> [Extracted data]:
################

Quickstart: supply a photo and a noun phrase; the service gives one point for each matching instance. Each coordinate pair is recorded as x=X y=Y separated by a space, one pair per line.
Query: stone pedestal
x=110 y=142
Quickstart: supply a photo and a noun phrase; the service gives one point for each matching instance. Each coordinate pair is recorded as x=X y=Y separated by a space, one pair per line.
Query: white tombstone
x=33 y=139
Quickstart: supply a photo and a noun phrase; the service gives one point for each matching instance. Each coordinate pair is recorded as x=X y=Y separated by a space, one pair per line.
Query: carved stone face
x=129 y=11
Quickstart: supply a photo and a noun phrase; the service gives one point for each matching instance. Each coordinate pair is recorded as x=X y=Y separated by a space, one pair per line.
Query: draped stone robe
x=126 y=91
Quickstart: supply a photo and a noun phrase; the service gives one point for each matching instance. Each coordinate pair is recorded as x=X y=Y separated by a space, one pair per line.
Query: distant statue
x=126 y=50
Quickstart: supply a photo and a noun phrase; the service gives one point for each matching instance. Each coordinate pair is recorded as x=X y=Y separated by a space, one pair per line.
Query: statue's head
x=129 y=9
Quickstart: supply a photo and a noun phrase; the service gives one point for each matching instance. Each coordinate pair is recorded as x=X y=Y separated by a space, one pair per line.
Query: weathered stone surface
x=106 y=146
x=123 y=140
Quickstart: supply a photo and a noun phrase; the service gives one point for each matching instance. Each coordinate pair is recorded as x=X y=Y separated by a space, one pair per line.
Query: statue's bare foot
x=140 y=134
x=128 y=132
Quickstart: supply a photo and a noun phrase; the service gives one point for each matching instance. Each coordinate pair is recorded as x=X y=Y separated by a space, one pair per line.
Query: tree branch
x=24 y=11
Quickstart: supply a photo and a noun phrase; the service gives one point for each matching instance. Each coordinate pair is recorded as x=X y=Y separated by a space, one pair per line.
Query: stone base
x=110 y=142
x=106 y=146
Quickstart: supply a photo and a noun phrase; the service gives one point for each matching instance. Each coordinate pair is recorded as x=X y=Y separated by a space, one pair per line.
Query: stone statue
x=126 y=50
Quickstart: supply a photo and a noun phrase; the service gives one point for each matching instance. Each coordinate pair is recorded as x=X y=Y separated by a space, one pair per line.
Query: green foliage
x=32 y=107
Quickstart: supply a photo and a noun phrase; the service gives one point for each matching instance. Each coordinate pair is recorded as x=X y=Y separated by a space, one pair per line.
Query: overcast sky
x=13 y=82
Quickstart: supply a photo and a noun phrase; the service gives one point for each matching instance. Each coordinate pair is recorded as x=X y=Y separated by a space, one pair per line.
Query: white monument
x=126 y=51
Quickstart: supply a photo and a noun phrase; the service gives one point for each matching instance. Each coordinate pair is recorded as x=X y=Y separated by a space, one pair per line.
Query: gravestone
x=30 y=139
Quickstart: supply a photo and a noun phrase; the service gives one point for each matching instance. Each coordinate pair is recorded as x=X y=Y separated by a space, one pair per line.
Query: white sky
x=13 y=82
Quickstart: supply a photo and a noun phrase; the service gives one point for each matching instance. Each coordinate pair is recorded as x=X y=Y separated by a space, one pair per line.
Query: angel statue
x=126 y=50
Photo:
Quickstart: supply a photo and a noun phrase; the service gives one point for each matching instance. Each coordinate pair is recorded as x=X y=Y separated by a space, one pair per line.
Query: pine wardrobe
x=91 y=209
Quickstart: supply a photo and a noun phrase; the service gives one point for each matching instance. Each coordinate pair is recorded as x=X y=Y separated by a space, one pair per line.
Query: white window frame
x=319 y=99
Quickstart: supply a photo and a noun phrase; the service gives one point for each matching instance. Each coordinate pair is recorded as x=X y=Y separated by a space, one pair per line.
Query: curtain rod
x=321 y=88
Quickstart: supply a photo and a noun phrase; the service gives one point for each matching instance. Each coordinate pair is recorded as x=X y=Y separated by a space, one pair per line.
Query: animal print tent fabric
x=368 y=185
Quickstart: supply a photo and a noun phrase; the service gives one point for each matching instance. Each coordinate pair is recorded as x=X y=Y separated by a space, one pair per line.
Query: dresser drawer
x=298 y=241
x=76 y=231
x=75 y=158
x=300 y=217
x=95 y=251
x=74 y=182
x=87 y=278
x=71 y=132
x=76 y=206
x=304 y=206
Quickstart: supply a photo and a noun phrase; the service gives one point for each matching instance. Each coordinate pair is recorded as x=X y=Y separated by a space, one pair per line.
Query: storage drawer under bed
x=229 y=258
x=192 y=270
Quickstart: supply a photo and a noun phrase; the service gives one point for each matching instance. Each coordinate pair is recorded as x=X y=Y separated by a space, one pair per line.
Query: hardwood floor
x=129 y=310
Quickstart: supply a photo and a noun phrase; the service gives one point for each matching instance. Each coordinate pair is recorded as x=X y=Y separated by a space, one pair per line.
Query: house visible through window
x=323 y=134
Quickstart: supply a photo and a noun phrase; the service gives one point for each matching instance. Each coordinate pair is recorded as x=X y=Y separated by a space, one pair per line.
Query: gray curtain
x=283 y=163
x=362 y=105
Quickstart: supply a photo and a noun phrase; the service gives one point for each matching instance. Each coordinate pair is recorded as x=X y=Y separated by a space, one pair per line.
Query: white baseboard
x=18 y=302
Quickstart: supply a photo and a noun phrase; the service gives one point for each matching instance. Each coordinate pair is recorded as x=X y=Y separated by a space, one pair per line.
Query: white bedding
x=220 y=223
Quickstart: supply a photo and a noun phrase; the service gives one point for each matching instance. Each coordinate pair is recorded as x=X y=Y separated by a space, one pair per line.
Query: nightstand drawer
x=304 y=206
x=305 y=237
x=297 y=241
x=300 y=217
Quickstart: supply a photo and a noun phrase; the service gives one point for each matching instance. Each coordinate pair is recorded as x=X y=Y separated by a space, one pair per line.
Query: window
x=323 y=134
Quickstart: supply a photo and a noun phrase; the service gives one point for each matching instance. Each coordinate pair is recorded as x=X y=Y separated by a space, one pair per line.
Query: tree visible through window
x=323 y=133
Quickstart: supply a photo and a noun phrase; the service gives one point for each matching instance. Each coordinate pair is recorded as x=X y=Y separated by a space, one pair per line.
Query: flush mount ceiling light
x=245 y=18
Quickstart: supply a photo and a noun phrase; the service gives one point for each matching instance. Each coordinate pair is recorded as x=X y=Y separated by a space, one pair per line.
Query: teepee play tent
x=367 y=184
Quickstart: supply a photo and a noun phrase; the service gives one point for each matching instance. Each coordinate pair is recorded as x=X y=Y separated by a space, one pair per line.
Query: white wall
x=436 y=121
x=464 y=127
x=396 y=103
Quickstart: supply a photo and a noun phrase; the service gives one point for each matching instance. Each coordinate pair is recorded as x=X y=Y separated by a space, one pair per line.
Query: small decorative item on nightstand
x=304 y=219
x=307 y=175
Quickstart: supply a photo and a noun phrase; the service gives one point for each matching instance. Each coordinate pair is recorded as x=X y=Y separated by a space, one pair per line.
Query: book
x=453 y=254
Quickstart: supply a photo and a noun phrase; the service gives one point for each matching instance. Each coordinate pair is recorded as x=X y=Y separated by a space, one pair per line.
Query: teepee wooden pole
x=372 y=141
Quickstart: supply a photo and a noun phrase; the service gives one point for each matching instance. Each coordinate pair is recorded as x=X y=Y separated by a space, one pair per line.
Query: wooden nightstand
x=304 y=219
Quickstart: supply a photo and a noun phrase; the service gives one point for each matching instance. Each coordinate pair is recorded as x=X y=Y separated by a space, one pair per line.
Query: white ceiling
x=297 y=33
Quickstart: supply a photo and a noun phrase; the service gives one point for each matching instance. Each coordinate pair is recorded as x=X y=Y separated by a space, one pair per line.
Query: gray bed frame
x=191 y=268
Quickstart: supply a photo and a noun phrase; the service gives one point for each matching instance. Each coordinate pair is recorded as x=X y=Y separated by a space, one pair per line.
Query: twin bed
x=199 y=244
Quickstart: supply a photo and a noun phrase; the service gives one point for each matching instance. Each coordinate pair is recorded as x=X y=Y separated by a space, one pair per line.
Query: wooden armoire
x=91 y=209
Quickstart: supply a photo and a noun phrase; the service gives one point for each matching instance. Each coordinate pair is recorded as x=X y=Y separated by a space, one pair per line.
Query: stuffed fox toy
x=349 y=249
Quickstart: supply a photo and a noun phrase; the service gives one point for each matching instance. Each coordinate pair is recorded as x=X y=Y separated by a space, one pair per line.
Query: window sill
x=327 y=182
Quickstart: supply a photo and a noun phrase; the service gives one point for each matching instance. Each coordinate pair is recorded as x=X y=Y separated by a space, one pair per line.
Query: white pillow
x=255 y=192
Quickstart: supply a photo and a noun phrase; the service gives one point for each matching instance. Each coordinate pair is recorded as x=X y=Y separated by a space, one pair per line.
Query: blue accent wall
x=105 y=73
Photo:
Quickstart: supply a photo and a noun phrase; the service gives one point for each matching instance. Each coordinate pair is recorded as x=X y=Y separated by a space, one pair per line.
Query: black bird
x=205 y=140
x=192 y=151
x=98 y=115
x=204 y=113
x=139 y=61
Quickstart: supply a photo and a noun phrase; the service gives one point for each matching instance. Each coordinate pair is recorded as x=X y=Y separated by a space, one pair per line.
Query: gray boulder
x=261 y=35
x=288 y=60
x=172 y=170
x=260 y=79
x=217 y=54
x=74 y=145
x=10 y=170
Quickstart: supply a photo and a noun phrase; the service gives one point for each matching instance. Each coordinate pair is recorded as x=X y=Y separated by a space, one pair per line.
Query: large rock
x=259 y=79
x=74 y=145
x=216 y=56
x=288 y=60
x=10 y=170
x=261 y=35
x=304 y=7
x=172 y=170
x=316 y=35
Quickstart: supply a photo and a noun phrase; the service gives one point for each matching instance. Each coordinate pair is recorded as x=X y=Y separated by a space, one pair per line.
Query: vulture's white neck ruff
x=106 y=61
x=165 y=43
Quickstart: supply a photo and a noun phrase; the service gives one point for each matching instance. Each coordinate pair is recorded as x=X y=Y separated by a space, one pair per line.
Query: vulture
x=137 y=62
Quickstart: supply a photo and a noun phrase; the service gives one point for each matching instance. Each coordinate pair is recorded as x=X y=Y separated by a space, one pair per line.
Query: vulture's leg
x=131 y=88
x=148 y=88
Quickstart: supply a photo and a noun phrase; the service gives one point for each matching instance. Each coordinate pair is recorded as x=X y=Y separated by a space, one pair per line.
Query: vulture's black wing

################

> [Try it]: Only output the lines from the one with "Query: vulture's white neck ruff" through the end of the entries above, exactly as they are.

> [Task output]:
Query: vulture's white neck ruff
x=106 y=61
x=165 y=43
Quickstart: supply a photo and a noun phrase; the service gives one point for each matching instance. Each coordinate pair is recorded as x=X y=Y separated by a space, one pair per line.
Query: vulture
x=137 y=62
Quickstart: supply a photo and a noun phrase; the service gives one point for each matching instance. Each coordinate pair is recorded as x=X y=Y separated by a space, one pair per line.
Query: vulture's leg
x=131 y=88
x=148 y=88
Quickstart: supply a photo and a noun phrase; the service gives one point for each matching instance. Each coordinate pair is recorded as x=X y=Y separated by a space, one pair per line.
Query: vulture's black wing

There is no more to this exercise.